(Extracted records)
======
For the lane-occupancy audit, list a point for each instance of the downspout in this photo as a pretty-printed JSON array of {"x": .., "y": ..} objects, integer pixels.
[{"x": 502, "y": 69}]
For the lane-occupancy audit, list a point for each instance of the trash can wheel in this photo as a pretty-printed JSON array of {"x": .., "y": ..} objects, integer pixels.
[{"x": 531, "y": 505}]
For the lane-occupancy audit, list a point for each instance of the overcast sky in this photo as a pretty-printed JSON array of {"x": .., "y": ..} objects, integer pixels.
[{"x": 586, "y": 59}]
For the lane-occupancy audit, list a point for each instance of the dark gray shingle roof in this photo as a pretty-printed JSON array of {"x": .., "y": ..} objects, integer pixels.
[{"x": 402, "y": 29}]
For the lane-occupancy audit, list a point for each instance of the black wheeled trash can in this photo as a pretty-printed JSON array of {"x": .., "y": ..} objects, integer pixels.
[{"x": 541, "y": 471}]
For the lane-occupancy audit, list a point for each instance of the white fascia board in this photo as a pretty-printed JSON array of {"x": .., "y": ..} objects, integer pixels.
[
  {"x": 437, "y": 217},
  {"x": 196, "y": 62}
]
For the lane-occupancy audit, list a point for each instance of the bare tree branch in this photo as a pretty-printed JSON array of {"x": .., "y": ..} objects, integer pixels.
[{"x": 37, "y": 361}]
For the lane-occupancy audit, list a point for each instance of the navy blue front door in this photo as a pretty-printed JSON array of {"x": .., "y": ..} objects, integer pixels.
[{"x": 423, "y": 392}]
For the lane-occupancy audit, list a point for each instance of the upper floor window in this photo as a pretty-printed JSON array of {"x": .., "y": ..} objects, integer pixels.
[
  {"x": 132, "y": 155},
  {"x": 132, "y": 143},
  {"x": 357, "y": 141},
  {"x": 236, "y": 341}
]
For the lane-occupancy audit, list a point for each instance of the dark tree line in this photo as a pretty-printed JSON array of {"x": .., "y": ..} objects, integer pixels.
======
(What the exercise asks) Can you rewrite the items between the line holding "of the navy" and the end of the items, inclusive, keeping the requests unchanged but rescaling every x and y coordinate in the answers by 2.45 and rounding each to a whole number, with halves rounded up?

(Answer for the task)
For the lane-occupancy audit, list a point for each instance of the navy blue front door in this photo as a pretty-printed JSON array of {"x": .., "y": ..} objects, integer pixels.
[{"x": 1036, "y": 960}]
For the lane-occupancy audit, list a point for each instance of the upper floor window in this photo as a pretty-printed JSON array of {"x": .., "y": ..} objects, integer pixels.
[
  {"x": 323, "y": 380},
  {"x": 323, "y": 350},
  {"x": 875, "y": 345},
  {"x": 578, "y": 835}
]
For the lane-occupancy audit, list a point for each instance of the dark tree line in this photo as a pretty-printed JSON array of {"x": .., "y": ..} objects, integer pixels.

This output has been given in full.